SET EXERCISE >>
With the line containing "Outline every instance of the woman" as the first line and the last line of the records as the final one, reproduce that range exactly.

Labeled region records >>
** Begin **
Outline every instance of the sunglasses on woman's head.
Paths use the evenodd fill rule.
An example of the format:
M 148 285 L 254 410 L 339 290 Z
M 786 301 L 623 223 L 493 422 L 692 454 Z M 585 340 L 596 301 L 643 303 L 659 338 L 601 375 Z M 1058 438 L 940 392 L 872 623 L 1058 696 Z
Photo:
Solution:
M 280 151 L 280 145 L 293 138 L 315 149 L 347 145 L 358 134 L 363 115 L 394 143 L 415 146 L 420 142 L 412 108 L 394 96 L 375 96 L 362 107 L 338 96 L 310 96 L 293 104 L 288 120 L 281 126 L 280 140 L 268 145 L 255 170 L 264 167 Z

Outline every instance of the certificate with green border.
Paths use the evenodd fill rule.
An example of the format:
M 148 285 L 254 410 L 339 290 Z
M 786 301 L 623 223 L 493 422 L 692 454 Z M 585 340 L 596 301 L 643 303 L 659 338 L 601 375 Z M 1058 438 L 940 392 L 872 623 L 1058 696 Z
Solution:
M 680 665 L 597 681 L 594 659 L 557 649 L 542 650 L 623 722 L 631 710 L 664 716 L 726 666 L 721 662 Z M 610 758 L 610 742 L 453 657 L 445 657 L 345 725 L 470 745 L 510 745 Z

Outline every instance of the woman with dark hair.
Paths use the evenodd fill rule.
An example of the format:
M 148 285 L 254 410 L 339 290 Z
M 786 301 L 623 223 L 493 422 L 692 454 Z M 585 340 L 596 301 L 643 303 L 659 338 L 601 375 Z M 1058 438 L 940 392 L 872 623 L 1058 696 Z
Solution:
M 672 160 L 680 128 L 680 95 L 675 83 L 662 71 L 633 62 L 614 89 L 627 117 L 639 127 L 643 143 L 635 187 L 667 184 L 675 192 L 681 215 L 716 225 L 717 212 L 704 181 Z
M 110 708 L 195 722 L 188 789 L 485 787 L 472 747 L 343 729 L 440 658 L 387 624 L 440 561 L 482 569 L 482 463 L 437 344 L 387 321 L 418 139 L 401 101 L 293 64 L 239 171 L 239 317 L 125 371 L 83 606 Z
** End **
SOLUTION >>
Outline every instance of the woman with dark hair.
Paths use the evenodd fill rule.
An example of the format:
M 148 285 L 254 410 L 339 290 Z
M 786 301 L 623 223 L 493 422 L 692 454 Z M 585 340 L 596 301 L 643 303 L 659 338 L 601 375 Z M 1058 438 L 940 392 L 872 623 L 1058 696 Z
Solution:
M 672 160 L 680 128 L 680 95 L 675 83 L 662 71 L 633 62 L 614 89 L 627 117 L 639 127 L 643 143 L 635 187 L 667 184 L 675 192 L 681 215 L 716 225 L 717 212 L 704 181 Z
M 110 708 L 195 722 L 188 789 L 485 787 L 472 747 L 343 729 L 440 658 L 387 624 L 440 561 L 482 569 L 482 463 L 437 344 L 387 321 L 418 139 L 401 101 L 293 64 L 239 171 L 239 317 L 125 371 L 83 606 Z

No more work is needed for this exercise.